** Start of Text shown **
While coal generation more than doubled from 2022 to 2023, Bangladesh has not announced any new coal plant proposals since 2019. A suite of problems continue to plague the fuel, further complicated by political unrest throughout the country in July and August 2024.
These problems include an ongoing dollar shortage, the high cost of imported coal and a buildup of unpaid electricity bills, which intensified a nationwide power crisis in the first half of 2024, leading to fuel supply gaps and load shedding, despite sufficient power capacity.
For example, at the Matarbari power station, Coal Power Generation Company Bangladesh had yet to receive payment for power supplied to the national grid from the plant’s operating coal unit from December 2023 to May 2024. The company is nevertheless seeking to finance an expansion at the power station, after losing the project’s original funding in 2022, when its sponsor, Japan, pledged to stop publicly funding new coal.
** End of Text shown **
Reproduce the stretch of the passage on coal power in Bangladesh from "While coal generation" through "and August 2024.".
** Start of Record list **
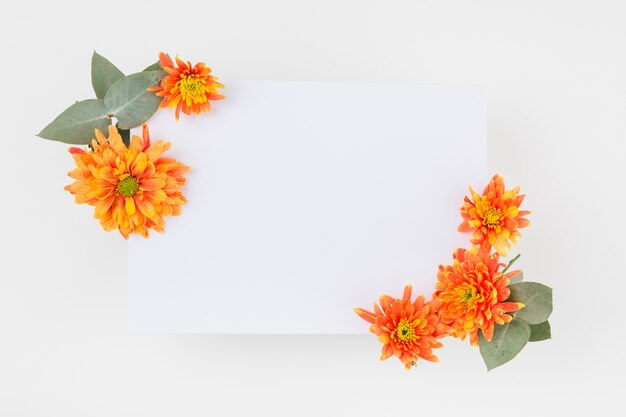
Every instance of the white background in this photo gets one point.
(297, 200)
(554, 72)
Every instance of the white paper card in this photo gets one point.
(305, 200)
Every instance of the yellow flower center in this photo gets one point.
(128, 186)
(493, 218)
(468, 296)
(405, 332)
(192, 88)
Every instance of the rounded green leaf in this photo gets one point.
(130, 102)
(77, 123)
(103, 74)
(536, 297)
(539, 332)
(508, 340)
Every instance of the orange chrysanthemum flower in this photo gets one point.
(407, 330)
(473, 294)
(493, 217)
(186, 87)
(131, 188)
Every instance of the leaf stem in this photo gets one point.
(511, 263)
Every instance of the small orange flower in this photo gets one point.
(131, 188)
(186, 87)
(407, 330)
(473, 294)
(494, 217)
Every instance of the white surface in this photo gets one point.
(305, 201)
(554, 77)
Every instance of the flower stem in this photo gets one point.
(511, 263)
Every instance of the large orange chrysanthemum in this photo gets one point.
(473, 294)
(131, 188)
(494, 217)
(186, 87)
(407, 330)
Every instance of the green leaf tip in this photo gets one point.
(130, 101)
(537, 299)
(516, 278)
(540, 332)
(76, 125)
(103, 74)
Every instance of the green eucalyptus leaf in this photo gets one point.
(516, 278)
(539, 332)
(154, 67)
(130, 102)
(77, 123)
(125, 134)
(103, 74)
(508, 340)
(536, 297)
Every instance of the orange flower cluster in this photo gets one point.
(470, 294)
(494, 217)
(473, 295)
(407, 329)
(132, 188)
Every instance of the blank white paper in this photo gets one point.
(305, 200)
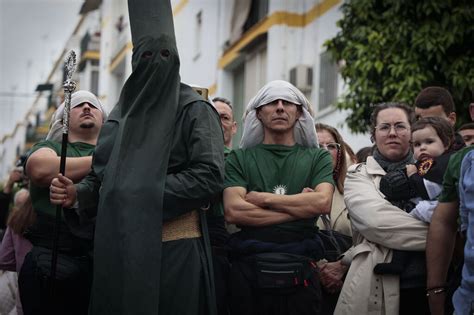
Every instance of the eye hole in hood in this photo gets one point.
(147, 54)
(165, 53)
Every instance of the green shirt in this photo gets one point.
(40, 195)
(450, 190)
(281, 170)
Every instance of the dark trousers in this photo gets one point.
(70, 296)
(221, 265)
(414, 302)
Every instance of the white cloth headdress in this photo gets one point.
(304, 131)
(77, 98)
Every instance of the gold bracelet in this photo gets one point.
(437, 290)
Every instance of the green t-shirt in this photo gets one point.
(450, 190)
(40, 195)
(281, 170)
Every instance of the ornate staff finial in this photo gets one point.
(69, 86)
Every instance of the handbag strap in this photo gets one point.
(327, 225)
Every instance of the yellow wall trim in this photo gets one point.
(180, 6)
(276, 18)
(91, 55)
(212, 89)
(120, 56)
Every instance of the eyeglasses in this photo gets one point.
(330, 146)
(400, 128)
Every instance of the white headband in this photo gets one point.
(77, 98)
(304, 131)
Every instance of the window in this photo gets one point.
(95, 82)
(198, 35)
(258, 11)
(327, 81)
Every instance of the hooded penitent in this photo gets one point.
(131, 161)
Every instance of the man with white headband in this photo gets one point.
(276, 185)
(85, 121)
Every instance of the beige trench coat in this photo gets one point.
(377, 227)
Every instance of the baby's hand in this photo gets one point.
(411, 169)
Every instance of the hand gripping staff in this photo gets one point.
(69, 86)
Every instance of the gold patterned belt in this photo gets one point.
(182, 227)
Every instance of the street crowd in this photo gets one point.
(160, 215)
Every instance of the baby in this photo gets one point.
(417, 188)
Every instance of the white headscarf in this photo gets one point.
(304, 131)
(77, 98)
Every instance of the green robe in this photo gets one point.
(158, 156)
** End of Record list **
** Start of Record list **
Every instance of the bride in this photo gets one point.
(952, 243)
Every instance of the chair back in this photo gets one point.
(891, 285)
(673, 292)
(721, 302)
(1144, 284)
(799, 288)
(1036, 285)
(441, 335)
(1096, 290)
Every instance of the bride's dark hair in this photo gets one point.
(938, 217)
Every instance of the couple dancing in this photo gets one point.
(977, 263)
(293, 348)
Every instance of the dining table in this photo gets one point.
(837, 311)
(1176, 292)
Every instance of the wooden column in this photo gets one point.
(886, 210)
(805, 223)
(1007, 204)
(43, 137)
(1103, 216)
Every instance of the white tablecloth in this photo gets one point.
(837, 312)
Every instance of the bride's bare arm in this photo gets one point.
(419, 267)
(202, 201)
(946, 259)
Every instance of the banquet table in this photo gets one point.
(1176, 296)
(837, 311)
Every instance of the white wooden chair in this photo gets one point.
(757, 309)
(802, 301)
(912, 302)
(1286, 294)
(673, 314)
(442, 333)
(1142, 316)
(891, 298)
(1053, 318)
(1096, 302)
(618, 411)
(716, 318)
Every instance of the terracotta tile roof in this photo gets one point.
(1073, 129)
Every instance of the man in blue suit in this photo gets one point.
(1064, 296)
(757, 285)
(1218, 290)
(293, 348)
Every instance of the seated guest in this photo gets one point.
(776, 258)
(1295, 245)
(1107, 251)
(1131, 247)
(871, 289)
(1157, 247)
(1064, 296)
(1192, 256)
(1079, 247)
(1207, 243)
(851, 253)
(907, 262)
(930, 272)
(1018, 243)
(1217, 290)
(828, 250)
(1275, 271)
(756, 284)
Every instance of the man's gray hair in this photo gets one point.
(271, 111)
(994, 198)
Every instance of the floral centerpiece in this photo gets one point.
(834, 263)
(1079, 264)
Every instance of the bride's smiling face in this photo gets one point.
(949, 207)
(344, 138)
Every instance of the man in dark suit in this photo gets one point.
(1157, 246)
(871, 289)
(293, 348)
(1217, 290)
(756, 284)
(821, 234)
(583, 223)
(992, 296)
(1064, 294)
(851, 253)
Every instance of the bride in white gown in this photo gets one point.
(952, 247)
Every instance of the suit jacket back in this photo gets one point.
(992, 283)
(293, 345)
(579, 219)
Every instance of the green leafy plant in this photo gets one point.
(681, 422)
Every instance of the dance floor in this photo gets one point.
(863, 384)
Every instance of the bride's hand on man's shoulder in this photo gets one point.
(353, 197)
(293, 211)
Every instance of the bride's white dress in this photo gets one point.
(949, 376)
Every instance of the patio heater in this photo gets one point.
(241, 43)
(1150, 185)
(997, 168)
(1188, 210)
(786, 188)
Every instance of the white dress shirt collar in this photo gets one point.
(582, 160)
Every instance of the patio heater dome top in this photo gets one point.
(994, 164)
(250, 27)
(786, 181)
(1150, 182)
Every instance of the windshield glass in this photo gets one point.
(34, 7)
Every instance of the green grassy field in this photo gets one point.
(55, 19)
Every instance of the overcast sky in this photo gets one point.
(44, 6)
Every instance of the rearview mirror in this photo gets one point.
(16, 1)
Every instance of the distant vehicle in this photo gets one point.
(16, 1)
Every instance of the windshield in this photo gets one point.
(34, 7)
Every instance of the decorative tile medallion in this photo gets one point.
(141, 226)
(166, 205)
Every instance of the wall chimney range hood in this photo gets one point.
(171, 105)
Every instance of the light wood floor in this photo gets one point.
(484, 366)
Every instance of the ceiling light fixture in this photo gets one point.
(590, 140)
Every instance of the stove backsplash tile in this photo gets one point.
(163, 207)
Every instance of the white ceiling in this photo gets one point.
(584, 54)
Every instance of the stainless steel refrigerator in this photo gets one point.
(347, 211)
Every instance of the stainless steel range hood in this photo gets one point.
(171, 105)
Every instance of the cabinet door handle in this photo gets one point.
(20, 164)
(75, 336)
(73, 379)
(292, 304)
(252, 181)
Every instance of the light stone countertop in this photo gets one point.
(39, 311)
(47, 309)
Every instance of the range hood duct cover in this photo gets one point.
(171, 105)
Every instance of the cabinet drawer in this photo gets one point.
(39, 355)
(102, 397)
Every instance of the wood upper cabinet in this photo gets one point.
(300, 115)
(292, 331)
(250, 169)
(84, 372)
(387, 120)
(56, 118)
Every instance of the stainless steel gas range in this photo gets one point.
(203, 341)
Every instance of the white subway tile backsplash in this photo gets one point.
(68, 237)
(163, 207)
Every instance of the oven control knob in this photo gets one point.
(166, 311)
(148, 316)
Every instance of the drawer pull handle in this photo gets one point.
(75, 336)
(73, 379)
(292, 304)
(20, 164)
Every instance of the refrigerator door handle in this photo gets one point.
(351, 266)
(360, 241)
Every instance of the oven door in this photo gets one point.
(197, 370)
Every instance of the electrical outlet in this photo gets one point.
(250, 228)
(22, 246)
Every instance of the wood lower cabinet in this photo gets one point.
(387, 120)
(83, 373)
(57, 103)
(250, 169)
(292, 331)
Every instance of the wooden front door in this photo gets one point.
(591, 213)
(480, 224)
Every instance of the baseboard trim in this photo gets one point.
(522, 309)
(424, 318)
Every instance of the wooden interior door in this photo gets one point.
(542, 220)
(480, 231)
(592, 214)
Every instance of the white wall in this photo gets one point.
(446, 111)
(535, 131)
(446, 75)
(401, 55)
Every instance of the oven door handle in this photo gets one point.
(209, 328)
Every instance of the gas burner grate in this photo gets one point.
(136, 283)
** End of Record list **
** Start of Record list **
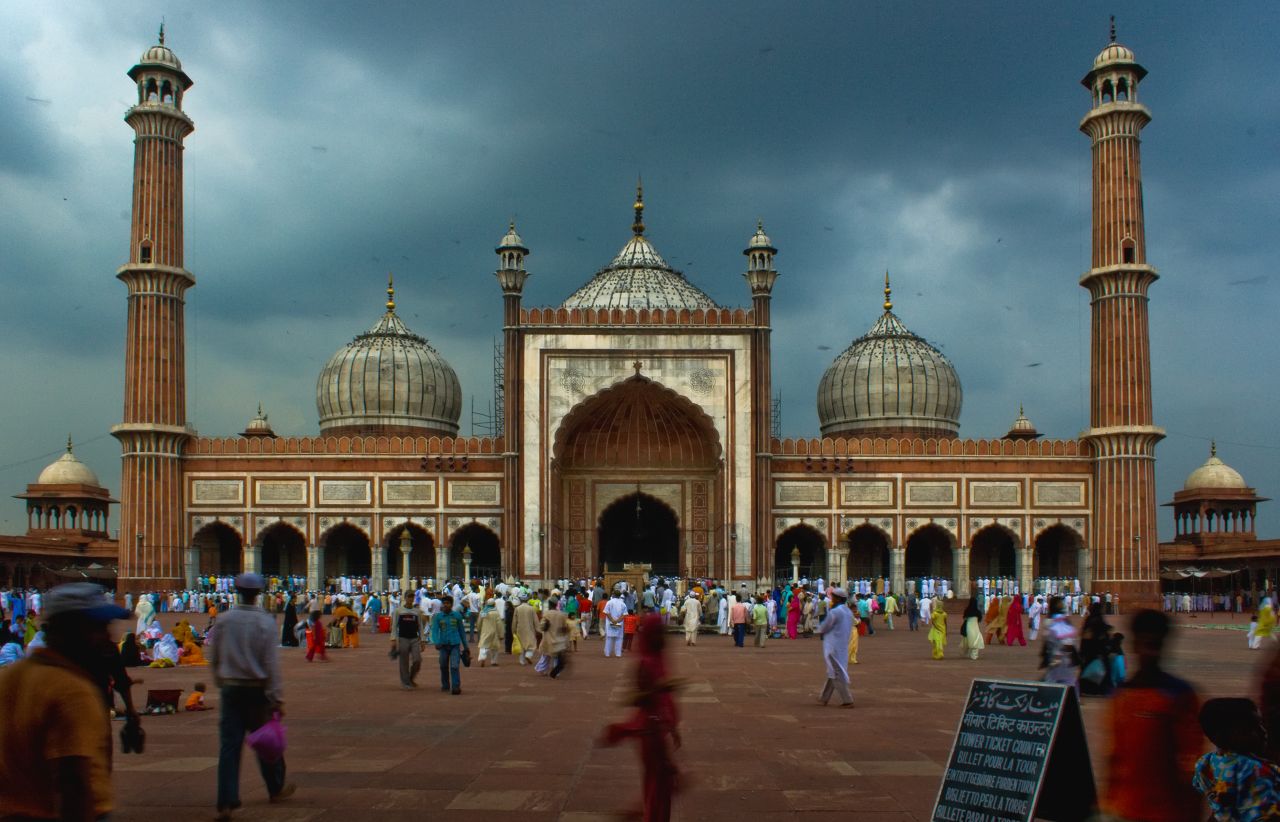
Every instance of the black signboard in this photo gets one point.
** End of Record list **
• **Task solution**:
While coal generation more than doubled from 2022 to 2023, Bangladesh has not announced any new coal plant proposals since 2019. A suite of problems continue to plague the fuel, further complicated by political unrest throughout the country in July and August 2024.